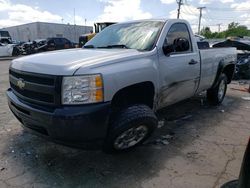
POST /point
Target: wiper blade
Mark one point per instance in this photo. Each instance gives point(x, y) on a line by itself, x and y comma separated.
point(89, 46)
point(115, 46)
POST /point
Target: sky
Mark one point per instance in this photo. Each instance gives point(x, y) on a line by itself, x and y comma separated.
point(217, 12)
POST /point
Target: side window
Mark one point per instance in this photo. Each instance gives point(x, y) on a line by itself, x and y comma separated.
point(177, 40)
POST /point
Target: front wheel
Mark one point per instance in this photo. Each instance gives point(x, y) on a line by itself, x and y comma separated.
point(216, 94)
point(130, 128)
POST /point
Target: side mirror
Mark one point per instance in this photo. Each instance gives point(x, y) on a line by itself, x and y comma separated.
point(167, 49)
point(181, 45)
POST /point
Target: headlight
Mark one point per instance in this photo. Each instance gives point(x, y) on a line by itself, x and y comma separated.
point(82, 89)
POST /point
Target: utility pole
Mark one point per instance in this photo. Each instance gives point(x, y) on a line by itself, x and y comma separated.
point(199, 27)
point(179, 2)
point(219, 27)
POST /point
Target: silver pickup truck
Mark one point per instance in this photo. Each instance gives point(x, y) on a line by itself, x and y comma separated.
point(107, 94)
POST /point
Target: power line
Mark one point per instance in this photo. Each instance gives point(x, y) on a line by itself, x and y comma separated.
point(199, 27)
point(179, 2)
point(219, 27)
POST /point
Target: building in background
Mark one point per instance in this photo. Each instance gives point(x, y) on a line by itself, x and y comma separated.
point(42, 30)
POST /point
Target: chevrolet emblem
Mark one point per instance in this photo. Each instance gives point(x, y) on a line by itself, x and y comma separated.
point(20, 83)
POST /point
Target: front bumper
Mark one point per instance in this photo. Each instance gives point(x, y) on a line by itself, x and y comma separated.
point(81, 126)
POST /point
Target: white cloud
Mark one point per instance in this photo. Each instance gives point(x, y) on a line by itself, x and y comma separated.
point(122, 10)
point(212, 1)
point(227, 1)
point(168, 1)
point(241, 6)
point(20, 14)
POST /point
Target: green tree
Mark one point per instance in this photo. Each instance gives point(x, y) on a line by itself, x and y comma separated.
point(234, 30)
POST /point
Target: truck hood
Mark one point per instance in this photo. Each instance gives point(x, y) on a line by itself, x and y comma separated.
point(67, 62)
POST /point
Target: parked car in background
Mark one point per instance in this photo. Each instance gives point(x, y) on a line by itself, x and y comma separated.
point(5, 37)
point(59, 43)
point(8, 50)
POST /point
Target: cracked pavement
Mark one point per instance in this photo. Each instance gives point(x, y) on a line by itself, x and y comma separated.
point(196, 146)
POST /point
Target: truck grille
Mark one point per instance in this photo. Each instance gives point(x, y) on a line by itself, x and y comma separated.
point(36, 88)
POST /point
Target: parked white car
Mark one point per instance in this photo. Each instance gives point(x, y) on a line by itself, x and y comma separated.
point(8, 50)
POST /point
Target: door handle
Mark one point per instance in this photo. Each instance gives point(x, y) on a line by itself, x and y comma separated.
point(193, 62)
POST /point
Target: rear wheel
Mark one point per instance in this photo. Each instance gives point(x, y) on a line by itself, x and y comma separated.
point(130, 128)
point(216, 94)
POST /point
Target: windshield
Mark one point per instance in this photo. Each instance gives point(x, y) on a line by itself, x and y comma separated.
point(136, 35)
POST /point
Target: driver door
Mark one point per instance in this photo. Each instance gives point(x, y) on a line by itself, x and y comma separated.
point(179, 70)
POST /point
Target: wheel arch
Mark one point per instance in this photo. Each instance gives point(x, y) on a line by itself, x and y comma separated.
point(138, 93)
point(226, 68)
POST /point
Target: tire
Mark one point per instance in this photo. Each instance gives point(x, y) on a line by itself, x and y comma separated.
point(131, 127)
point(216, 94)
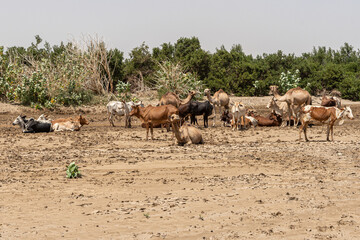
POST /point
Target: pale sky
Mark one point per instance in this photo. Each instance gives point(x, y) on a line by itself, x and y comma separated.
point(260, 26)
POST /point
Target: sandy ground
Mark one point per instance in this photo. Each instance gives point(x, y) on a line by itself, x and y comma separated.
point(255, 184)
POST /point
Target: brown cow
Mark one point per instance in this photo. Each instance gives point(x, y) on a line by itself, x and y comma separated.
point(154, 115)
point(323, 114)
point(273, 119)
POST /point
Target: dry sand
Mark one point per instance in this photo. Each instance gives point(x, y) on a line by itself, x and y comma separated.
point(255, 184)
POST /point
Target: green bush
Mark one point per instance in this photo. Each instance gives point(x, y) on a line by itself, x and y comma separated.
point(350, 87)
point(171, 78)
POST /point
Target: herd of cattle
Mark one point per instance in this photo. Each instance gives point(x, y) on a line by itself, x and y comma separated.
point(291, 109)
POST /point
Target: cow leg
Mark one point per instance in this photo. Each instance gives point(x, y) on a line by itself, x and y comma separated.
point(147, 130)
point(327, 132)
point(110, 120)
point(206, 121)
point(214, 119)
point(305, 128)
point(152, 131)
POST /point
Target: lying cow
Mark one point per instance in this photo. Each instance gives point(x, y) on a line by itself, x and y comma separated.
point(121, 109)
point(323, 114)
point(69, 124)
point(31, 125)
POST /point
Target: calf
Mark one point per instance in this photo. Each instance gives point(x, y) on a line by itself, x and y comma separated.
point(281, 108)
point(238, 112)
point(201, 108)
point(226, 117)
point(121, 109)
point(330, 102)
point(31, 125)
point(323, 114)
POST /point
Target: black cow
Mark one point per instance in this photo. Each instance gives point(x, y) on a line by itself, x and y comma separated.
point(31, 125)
※
### Exercise
Leave every image out, and retype the material exactly.

### The result
POST /point
Target: wiper blade
Mark one point per instance in this photo. Each instance gives point(x, y) on a line by itself, x and y comma separated.
point(89, 46)
point(115, 46)
POST /point
Target: sky
Mark one point per instance in this photo. Each instance gives point(x, y) on a line by itself, x and y comma separated.
point(217, 12)
POST /point
Target: side window
Mark one point per instance in this photo. Each instance gives point(x, y) on a line by itself, x and y comma separated.
point(177, 40)
POST /point
Target: front wheel
Mark one point per instance in this photo. Each instance gives point(x, y) on a line by itself, x and y comma separated.
point(216, 94)
point(130, 128)
POST /point
Target: side mirror
Mark one point per instance in this photo. Each instance gives point(x, y) on a line by itself, x and y comma separated.
point(167, 49)
point(181, 45)
POST /point
Target: headlight
Mark one point per instance in this photo. Each instance gives point(x, y) on a line by itself, x and y comma separated.
point(82, 89)
POST /point
Target: utility pole
Mark one point per instance in this photo. Each instance gives point(x, y) on a line by itself, x and y comma separated.
point(199, 27)
point(179, 2)
point(219, 27)
POST /point
Target: silver pickup truck
Mark one point per instance in this photo. Each instance gives point(x, y) on a line by itself, x and y comma separated.
point(107, 94)
POST /point
Target: power line
Mark one point per instance in this photo. Each instance gives point(x, y) on a line by itself, x and y comma separated.
point(199, 27)
point(179, 2)
point(219, 27)
POST /point
Target: building in background
Mark one point per instance in this photo. Each instance gives point(x, y) on a line by itself, x and y comma separated.
point(42, 30)
POST /point
Target: chevrolet emblem
Mark one point per instance in this photo. Each instance gives point(x, y) on a line by itself, x and y comma separated.
point(20, 83)
POST /point
Target: front bumper
Mark one point per instance in this photo. Each instance gives point(x, y) on a line by itself, x and y comma separated.
point(81, 126)
POST /point
Target: white cloud
Mark one point per instance in this photo. Each instance gives point(x, y) on a line by itself, x and y comma separated.
point(122, 10)
point(212, 1)
point(227, 1)
point(168, 1)
point(241, 6)
point(20, 14)
POST /point
Target: green tree
Mark one point per instance in this photo. Each instance gives point(x, y) on a line by itself, x and y comma separated.
point(234, 30)
POST /point
Target: truck hood
Mark one point per instance in this photo. Each instance gives point(x, y) on a line by itself, x and y comma separated.
point(67, 62)
POST /point
Target: parked car in background
Mark one point per instance in this photo. Each instance gives point(x, y) on a line by itself, x and y comma separated.
point(5, 37)
point(59, 43)
point(8, 50)
POST /point
Target: cracked pavement
Mark one point per instance in this photo. Each instance gives point(x, y) on a line by itself, x and y comma separated.
point(196, 146)
POST /point
Target: truck grille
Mark one point per instance in this photo. Each instance gives point(x, y) on a line by itself, x and y comma separated.
point(36, 88)
POST /point
Target: parked white car
Mark one point per instance in this photo. Each instance gives point(x, y) on a line by itself, x and y comma separated.
point(8, 50)
POST /point
Target: door handle
Mark one point per instance in this photo. Each instance gives point(x, y) on a line by itself, x and y comma separated.
point(193, 62)
POST /point
Target: rear wheel
Mark one point per instance in this photo. Each instance gives point(x, y) on a line by itself, x and y comma separated.
point(130, 128)
point(216, 94)
POST /point
Target: windshield
Mark one point per instance in this photo. Each instance gives point(x, y) on a line by itself, x and y comma separated.
point(136, 35)
POST /point
Target: driver door
Mark one point per instance in this photo. Each instance gives point(x, y) on a line by itself, x and y comma separated.
point(179, 70)
POST /point
Target: wheel arch
Mark one point per instance in this photo. Each instance gives point(x, y) on a line by itself, x and y comma separated.
point(138, 93)
point(226, 68)
POST /point
Target: tire
Mark one point per instance in this photo. Each instance gives point(x, y) on a line by itself, x and y comma separated.
point(131, 127)
point(216, 94)
POST /point
Target: pale sky
Mark one point per instance in this photo. Each instance gives point(x, y) on a line by itself, x and y comma separated.
point(260, 26)
POST /point
Target: sandy ground
Mark one point per instance in this photo. Each instance gives point(x, y) on a line by itself, x and y comma separated.
point(255, 184)
POST /point
Target: brown cow
Mark one point per instance in this photo. Each instance gives point(x, y) on a line by itself, x and y comma separated.
point(154, 115)
point(323, 114)
point(273, 119)
POST /point
Target: dry sand
Mark one point per instance in this photo. Each instance gives point(x, y) on a line by itself, x and y comma separated.
point(255, 184)
POST /point
Target: green bush
Mark one point per instance in this photo. Each instance gives point(x, y) on a line by itself, x and y comma separated.
point(350, 87)
point(171, 78)
POST /point
Target: herd of cattle
Mark one point per instance in this photo. Each instance gives point(x, y) on a line by itself, x and y comma separated.
point(291, 109)
POST /point
Target: cow leg
Mark one point per instance in this photo. Each instance gives point(x, y) on a line by itself, x and y comma separated.
point(147, 130)
point(327, 132)
point(110, 120)
point(206, 121)
point(214, 119)
point(305, 128)
point(152, 131)
POST /point
Target: lying cow
Mark one point per instance in this photo. Each instance gives point(x, y) on a line by itself, x and y comma separated.
point(121, 109)
point(323, 114)
point(69, 124)
point(31, 125)
POST /point
Target: calf
Mark one point per instance in this photo. Each instance gives point(x, y) on a line by itself, x and y comma separated.
point(281, 108)
point(238, 112)
point(201, 108)
point(226, 117)
point(121, 109)
point(330, 102)
point(31, 125)
point(323, 114)
POST /point
Target: black cow
Mark one point per instance in this photo. Each instance gives point(x, y) on a line by itself, x and y comma separated.
point(31, 125)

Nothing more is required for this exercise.